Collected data
....................

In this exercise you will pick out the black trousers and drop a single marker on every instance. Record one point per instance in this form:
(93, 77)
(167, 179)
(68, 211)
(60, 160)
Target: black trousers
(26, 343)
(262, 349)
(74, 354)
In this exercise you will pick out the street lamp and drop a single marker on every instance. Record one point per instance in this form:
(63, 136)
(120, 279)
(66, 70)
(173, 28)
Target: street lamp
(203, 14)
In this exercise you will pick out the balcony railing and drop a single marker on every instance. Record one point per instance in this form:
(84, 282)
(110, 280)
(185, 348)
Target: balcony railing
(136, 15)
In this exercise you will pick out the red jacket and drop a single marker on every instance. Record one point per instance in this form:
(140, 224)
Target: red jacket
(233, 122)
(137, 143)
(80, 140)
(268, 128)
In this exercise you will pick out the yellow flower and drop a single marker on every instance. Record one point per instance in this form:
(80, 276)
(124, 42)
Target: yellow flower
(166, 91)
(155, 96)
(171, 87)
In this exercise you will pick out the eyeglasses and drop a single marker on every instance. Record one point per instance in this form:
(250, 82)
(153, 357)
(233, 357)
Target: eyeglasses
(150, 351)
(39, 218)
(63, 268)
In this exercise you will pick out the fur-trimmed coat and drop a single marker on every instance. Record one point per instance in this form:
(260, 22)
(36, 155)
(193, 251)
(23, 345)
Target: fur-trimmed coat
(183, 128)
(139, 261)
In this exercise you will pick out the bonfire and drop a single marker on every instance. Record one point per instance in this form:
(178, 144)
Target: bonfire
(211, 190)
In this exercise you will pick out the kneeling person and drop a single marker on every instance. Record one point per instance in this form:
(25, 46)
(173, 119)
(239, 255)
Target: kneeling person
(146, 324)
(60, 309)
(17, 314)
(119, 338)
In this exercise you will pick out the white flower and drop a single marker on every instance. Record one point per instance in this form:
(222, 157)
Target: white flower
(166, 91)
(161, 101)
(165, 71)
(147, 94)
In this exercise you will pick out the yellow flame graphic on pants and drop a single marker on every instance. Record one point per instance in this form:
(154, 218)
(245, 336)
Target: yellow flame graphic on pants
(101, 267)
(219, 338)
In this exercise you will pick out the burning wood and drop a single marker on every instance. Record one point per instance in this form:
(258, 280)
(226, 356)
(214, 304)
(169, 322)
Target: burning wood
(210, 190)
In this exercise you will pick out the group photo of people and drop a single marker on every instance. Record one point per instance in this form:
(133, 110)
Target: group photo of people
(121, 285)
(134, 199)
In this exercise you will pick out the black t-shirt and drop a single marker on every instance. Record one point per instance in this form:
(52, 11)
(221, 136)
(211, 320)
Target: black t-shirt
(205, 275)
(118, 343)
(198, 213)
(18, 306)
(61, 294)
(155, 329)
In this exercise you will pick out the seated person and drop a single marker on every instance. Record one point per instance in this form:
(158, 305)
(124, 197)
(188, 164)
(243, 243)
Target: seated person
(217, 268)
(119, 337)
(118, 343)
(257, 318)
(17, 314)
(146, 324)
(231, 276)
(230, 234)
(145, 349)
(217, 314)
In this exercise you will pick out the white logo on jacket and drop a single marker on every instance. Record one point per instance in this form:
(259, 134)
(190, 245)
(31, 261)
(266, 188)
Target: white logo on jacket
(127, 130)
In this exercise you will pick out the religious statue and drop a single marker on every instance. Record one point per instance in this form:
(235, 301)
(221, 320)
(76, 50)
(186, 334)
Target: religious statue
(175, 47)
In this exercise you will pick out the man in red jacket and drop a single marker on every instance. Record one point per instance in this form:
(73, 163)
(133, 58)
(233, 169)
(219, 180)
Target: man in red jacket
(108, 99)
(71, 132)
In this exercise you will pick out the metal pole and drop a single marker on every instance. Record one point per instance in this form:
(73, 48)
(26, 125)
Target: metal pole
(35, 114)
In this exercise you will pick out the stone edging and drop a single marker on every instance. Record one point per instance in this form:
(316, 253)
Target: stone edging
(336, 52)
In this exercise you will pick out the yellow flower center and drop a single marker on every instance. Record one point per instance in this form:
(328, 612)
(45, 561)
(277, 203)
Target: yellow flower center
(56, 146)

....................

*WHAT YOU WILL DO:* The only acceptable answer is the full set of entries, repeated exactly.

*EXPECTED ANSWER:*
In this exercise you will pick out the black trousers and drop a single marker on every instance. Record one point per instance in this form:
(93, 77)
(167, 179)
(68, 211)
(60, 160)
Target: black trousers
(26, 343)
(262, 349)
(74, 354)
In this exercise you will pick out the street lamp and drop a single marker on every instance. Record one point per instance in this form:
(63, 136)
(120, 279)
(66, 70)
(173, 28)
Target: street lamp
(203, 14)
In this exercise you will pick out the balcony railing and drop a single marker on every instance. Record one point per instance in this form:
(84, 282)
(110, 280)
(185, 348)
Target: balcony railing
(136, 15)
In this exercise you will pick out the red jacket and drop a single marker on every instance. Record one point per instance in this form:
(140, 224)
Target: red jacket
(233, 122)
(137, 143)
(80, 140)
(268, 128)
In this exercise you will pick out the yellow flower and drop a single marker on every instance. Record one point per instance in this form:
(80, 276)
(124, 42)
Target: yellow flower
(166, 91)
(155, 96)
(171, 87)
In this exercise you will pick out the eyeglasses and drop a single marker on every instance. Record one point per instance in this form:
(250, 82)
(153, 357)
(233, 357)
Target: eyeglasses
(150, 351)
(39, 218)
(63, 268)
In this exercise you will pick out the fur-trimmed coat and drop a single marker on every instance. Record one point per instance in this form:
(260, 22)
(36, 155)
(193, 251)
(23, 345)
Target: fur-trimmed coat
(183, 128)
(139, 261)
In this exercise you will pick out the bonfire and drop a single marker on every instance. Record one point per instance in this form:
(178, 144)
Target: bonfire
(211, 190)
In this exercise you will pick out the kneeling person and drop a single marker on every instance. Record one point per instance in this form:
(25, 46)
(173, 119)
(239, 255)
Target: kneeling person
(146, 324)
(60, 309)
(17, 314)
(119, 338)
In this exercise you will pick out the white flower and drop a single marker on every instance. Record one point per instance in this form:
(222, 157)
Target: white flower
(166, 91)
(161, 101)
(165, 71)
(147, 94)
In this exercise you will pick out the yellow flame graphic on pants and drop a single marker on every instance. Record one point per instance in this form:
(154, 218)
(245, 336)
Target: yellow flame graphic on pants
(101, 267)
(219, 338)
In this exercise you will pick out the burning wood and drop a single marker on every instance. Record one point per instance in this form:
(258, 280)
(226, 356)
(214, 304)
(169, 322)
Target: burning wood
(210, 190)
In this exercise you will pick out the group photo of people and drop a single marker on every instance. Record one point per instance in this form:
(133, 110)
Target: group photo of people
(121, 285)
(134, 199)
In this exercise you will pick out the black t-shirt and drop a single marker on every instance. Record one point per instance in this form:
(52, 11)
(221, 136)
(211, 320)
Target: black t-shirt
(205, 275)
(118, 343)
(198, 213)
(18, 306)
(61, 294)
(155, 329)
In this exercise you will pick out the seated person and drop a single marker on every instance. Record one point per instance in this form:
(158, 305)
(124, 197)
(188, 164)
(243, 243)
Target: seated person
(217, 268)
(119, 337)
(118, 343)
(257, 318)
(17, 314)
(146, 324)
(231, 276)
(230, 234)
(145, 349)
(217, 314)
In this exercise you will pick out the white logo on jacket and drop a single marker on every instance. Record one point per instance in this form:
(259, 134)
(190, 245)
(31, 261)
(266, 188)
Target: white logo on jacket
(127, 130)
In this exercise you will pick out the religious statue and drop a single marker on every instance. Record one point per instance in this form:
(235, 301)
(221, 320)
(76, 50)
(186, 334)
Target: religious statue
(175, 47)
In this exercise you will pick out the man in red jacket and drop a single marker on every instance. Record one point per instance in this form:
(73, 163)
(133, 58)
(233, 169)
(219, 180)
Target: man in red jacket
(108, 99)
(71, 132)
In this exercise you will pick out the metal pole and drop a single marker on every instance. Record one point per instance in this form:
(73, 48)
(26, 125)
Target: metal pole
(35, 114)
In this exercise you will pick out the stone edging and drop a single marker on every instance. Record one point per instance in this form:
(316, 253)
Target: stone edging
(336, 52)
In this exercise you will pick out the yellow flower center and drop a single marker on every instance. Record one point per instance in this form:
(328, 612)
(45, 561)
(277, 203)
Target: yellow flower center
(56, 146)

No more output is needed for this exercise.